• _Exercise aim_
Write the entries below out again without a single difference.

• _Provided entries_
● ● ●

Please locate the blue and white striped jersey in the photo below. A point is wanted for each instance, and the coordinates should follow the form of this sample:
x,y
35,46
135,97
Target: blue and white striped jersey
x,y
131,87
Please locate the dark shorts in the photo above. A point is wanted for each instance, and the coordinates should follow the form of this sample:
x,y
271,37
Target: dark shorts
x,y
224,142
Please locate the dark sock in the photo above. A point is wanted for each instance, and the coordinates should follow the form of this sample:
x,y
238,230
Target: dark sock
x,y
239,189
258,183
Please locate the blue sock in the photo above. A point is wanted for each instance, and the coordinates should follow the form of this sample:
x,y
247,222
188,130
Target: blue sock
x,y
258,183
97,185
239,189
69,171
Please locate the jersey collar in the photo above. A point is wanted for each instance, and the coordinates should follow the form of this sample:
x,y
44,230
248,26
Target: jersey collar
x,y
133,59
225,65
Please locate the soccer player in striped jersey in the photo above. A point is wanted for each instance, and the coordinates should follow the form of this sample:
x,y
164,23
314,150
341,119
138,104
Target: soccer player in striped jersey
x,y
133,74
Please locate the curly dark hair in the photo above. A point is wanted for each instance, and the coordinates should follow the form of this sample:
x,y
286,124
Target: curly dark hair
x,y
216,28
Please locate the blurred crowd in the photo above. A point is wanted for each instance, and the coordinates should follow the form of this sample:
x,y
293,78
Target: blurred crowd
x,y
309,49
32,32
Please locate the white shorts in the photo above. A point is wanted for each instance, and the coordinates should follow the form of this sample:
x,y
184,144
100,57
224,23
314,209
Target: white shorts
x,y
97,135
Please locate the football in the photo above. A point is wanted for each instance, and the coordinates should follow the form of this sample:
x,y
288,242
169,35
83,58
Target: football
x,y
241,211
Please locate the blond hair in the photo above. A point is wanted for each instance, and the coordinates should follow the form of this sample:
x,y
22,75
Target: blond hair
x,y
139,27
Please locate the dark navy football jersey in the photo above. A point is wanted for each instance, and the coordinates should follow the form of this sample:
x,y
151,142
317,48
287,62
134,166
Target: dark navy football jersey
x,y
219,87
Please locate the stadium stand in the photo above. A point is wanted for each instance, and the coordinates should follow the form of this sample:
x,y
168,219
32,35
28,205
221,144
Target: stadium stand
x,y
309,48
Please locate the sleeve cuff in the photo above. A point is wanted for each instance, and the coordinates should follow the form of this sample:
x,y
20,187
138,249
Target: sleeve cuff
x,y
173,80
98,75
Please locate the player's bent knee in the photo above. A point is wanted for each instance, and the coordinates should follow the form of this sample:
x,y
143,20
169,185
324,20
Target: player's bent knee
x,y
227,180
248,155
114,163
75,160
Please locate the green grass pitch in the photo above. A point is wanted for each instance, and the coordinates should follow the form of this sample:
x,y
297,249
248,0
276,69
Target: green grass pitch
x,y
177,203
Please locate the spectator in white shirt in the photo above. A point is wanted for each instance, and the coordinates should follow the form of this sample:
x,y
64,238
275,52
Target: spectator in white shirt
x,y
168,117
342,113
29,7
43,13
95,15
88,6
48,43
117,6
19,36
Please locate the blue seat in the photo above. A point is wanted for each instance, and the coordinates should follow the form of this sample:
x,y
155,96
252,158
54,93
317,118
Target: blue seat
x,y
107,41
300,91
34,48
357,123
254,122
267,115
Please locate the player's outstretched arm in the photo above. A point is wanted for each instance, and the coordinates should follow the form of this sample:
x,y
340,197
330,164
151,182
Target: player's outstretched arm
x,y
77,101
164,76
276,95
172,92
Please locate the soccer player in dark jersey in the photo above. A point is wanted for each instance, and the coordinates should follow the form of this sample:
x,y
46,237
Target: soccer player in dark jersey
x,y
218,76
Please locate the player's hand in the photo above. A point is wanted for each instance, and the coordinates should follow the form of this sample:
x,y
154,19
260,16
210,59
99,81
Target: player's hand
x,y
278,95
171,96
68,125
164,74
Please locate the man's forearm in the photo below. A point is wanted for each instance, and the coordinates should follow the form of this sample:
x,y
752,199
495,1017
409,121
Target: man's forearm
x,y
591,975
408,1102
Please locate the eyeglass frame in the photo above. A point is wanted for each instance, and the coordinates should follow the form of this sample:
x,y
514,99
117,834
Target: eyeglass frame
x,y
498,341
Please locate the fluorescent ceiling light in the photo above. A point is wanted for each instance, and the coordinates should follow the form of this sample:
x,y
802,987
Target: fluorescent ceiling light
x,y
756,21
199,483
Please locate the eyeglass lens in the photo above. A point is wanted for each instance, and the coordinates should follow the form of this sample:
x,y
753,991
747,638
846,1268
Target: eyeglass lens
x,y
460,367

● ● ●

• _Response to this task_
Please locate the blue and white striped jersey in the photo below. A point is wanted for each instance, and the coordinates should follow the form of this sample:
x,y
35,46
135,97
Target: blue and white striped jersey
x,y
131,87
Please locate the dark shorts in the photo above. A point is wanted for each instance, and the coordinates should follow the form of this sample:
x,y
271,37
Target: dark shorts
x,y
224,142
Please locate the dark sock in the photo above. A point is wanted for each instance, and the coordinates should follow the form of this sample:
x,y
238,230
Target: dark sock
x,y
239,189
258,183
Please locate the blue sock in the photo above. A point is wanted for each instance, and the coordinates should follow the form of this sample:
x,y
247,222
188,130
Target: blue sock
x,y
258,183
97,185
239,189
69,171
Please locate the jersey collar in the photo above. A point is wanted for each instance, and the coordinates should follow the form of this sample:
x,y
44,230
248,26
Target: jersey collar
x,y
133,59
225,65
Please locate the soccer player in striped jersey in the photo above. A point is wanted for each instance, and the coordinates should follow the form of this sample:
x,y
164,23
314,150
341,119
138,104
Target: soccer player in striped jersey
x,y
133,74
Please locate the curly dark hair in the photo above. A point is wanted for each instance, and the coordinates should follow the form of this sample:
x,y
286,124
Target: curly dark hair
x,y
216,28
Please locate the blurred crowd in the photo above. A point is wanted for each instance, and the coordinates should follow the form of this sample:
x,y
293,78
Target: blurred crowd
x,y
309,49
32,32
Please locate the white shorts in the photo above. A point is wanted for each instance, and the coordinates should follow the form of this sample:
x,y
184,144
100,57
224,23
314,209
Target: white shorts
x,y
97,135
Please locate the football in the photo above. A point is wanted for each instance, and the coordinates should follow the form of this sample:
x,y
288,242
169,35
83,58
Target: football
x,y
241,211
Please locate the blond hair in the photo above. A point is wanted for each instance, and the coordinates should follow the form of this sample:
x,y
22,75
Target: blond hair
x,y
139,27
Please locate the dark navy football jersey in the photo above. A point is wanted for each instance, and the coordinates should follow the form of this sample:
x,y
151,142
317,48
287,62
134,166
Target: dark navy football jersey
x,y
219,87
Please locate the stadium stand in the photo above. A point is wanted for each instance, and the coordinates should follow the form of this sample:
x,y
168,219
32,35
28,205
221,144
Target: stadium stand
x,y
309,48
Please locate the sleeve cuff in the photo above. A point is wanted for each instance, and the coordinates should follow the form of this sample:
x,y
20,187
138,249
Target: sleeve cuff
x,y
173,80
98,75
Please locate the player's bent knee in the photo above. A point is wanted for each instance, and the coordinates should follow the form of this sample:
x,y
143,20
169,185
324,20
Target: player's bent knee
x,y
227,180
248,155
114,163
75,160
Please locate the green grass pitch in the photo above. A point is wanted for each instance, and the coordinates should follow the form of this sample:
x,y
297,249
248,0
276,69
Target: green grass pitch
x,y
177,203
Please locate the spectator in white shirt in the photo above. A point is wanted for each instance, and the coordinates should follow the form of this sample:
x,y
64,238
275,52
Target: spectator in white shirt
x,y
168,117
342,113
29,7
43,13
95,15
88,6
48,43
117,6
19,36
Please locate the blue seat in the photo above. A point is wanted for each instance, and the coordinates should follow the form of this sample:
x,y
155,96
252,158
54,93
317,118
Target: blue seat
x,y
107,41
300,91
34,48
357,123
254,122
267,115
Please locate the player's outstretched arm in the photo above. A point is wanted for each instance, and the coordinates should follow the form of this sample:
x,y
340,197
330,164
151,182
Target: player's outstretched arm
x,y
77,101
164,76
276,95
172,92
Please locate the soccer player in dark jersey in the photo above. A point is wanted for each instance, and the coordinates should follow the form of this sample:
x,y
46,237
Target: soccer player in dark jersey
x,y
218,76
Please locate the player's hand in the photo above. A point is wanted for each instance, and the coordinates should follow the form of this sample:
x,y
154,19
260,16
210,59
99,81
Target: player's hand
x,y
278,95
171,96
68,125
164,74
Please locate the man's forearm in the photo below. A point is wanted for each instance, and the coordinates should follow the form of this sample:
x,y
752,199
495,1017
409,121
Target: man's forearm
x,y
591,975
408,1102
Please locate the eyeglass frame in the photo above. A point is wanted for each instance, and the coordinates should follow the form of this sample:
x,y
514,99
117,834
Target: eyeglass frame
x,y
498,341
Please locate the fluorescent ceiling light in the photo above. A point is wanted for each instance, and the coordinates should follow the form of this sample:
x,y
802,987
Target: fluorescent ceiling light
x,y
756,21
199,483
Please locate the eyeglass lens in the photo above. A point is wanted for each instance, and the coordinates should follow the form of this sample:
x,y
753,991
747,638
846,1268
Target: eyeglass lens
x,y
460,367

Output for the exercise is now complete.